_The request_:
Reproduce the records below word for word, keeping every line and character unchanged.

_Data_:
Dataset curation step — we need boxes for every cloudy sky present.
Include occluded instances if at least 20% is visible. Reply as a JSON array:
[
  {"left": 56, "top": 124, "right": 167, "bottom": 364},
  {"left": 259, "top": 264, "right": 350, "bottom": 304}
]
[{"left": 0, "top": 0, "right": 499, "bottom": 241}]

_Exercise solution_:
Dataset curation step — we need boxes for every cloudy sky present.
Include occluded instances if at least 20% is visible. Reply as a JSON array:
[
  {"left": 56, "top": 124, "right": 167, "bottom": 364},
  {"left": 259, "top": 264, "right": 350, "bottom": 304}
]
[{"left": 0, "top": 0, "right": 499, "bottom": 241}]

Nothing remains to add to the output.